(WORK ORDER)
Retype the data below verbatim; pictures do not belong in the copy.

(SOURCE MATERIAL)
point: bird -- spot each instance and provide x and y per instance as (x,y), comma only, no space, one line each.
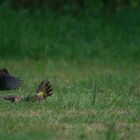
(8,81)
(43,91)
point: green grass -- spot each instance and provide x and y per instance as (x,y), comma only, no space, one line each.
(92,62)
(43,35)
(90,100)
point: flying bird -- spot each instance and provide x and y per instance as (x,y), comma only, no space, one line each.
(43,91)
(8,82)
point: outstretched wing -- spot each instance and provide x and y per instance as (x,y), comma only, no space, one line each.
(8,82)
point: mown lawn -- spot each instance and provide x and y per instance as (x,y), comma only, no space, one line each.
(91,100)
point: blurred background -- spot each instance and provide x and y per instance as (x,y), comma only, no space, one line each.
(99,30)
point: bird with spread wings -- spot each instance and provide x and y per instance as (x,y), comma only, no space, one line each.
(9,82)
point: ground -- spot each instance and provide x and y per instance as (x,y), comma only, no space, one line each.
(91,100)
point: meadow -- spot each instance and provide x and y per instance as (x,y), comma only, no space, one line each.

(EXERCISE SOLUTION)
point: bird -- spot each instance and provide x and y per instance as (x,y), comma only, no space, one line each.
(8,81)
(43,91)
point: green grass -- spot each instance and provide x and y per instance as (x,y), comma only, no space, one line each.
(92,62)
(43,35)
(90,100)
point: flying bird -- spot each instance and provide x and y per instance as (x,y), comma only, no space, one line each.
(43,91)
(8,82)
point: outstretched wing -- spot each instance and provide x and y per instance as (x,y), comma only, no space, one line each.
(8,82)
point: mown lawn -- spot each instance and provide x and y per instance as (x,y), comma only, no space, one line each.
(91,100)
point: blurred background -- spot each instance and provide x and y per instance as (x,y), comma only, no space, one line each.
(99,30)
point: bird with spread wings -- spot each instance and provide x and y per instance as (x,y), comma only, no space, one line each.
(9,82)
point: ground -- spot each instance and provide x and y per instance as (x,y), comma only, no space, one line each.
(91,100)
point: meadow -- spot each instance and provide x and y per instance as (x,y), comma only, no space, one line each.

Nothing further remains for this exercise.